The streets in Paris were full of support for the victims of terror in January 2015. An estimated 1.6 million came out along with leaders of over 40 countries to memorialize the 17 victims, with signs that included “I am Charlie”, “I am the police” and “I am Jewish” to show solidarity with the murdered people.
The unity march was highly unusual compared to the reaction to terrorism that has plagued Europe for the past decade. There were no million person-marches or signs of support when:
- A Muslim man killed four people in Brussels May 24, 2014 at the Jewish Museum.
- Two Muslim men hacked British officer Lee Rigby to death in London May 22, 2013.
- Islamic radicals shot and killed a rabbi and three children at point blank range, as well as three French soldiers in Toulouse March 19, 2012.
- Two bombs targeted Christmas shoppers in Stockholm December 11, 2010 in response to the drawing of the Islamic prophet Mohammed.
- Twenty Muslim men tortured and killed a man for being Jewish in France March 2006.
- Four bombings killed 52 and injured 700 in London July 7, 2005.
- Theo Van Gogh was killed for his movie about Islam in Amsterdam November 2, 2004.
- Ten bombs killed 191 and injured 1800 in Madrid March 11, 2004.

++++++

▶ Required work:
1. According to the passage on European terror attacks, how many victims were memorialized by the January 2015 march in Paris?
2. List every city named as the location of an attack in the bulleted items of the passage on European terror attacks, counting each city once.
3. Extend the passage on European terror attacks, picking up after its final sentence.
The listing that comes next is separate material and has no connection to the passage on European terror attacks.

▶ Raw data:
++++++

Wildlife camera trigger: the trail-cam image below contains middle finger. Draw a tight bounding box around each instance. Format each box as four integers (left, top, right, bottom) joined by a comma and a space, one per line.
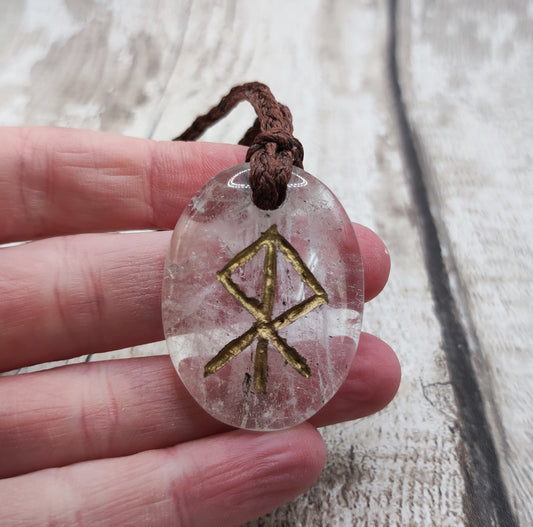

++++++

▶ Answer set:
1. 17

2. Brussels, London, Toulouse, Stockholm, Amsterdam, Madrid

3.
The past victims included people killed for their use of free speech. They also included law enforcement officers and Jews. More people were killed at some of the attacks than were killed in the Charlie Hebdo and kosher supermarket attacks. So why was there the unique outpouring of support in Europe in 2015? Why didn’t anyone wear a pin “JeSuisMiriam” for the 8-year old girl that was shot in the head in France in 2012?
Looking at the recent protests in many European cities could lead one to conclude that the momentum of anti-immigrant groups and political parties have gained strength and popularity. The rise may stem from the number of terrorist attacks in Europe as well as the number of Islamic immigrants which has ballooned to 20 million in Europe due to the “Arab Spring” producing asylum seekers from throughout the Middle East/ North Africa region.
But why would world leaders show up now?
There was perhaps another factor at play which has to do with a more fundamental human characteristic: selfishness.
People and nations react when they feel that their interests are being attacked. While they may sympathize with murdered victims everywhere, they take action when they feel that the terrorism strikes a selfish or personal nerve.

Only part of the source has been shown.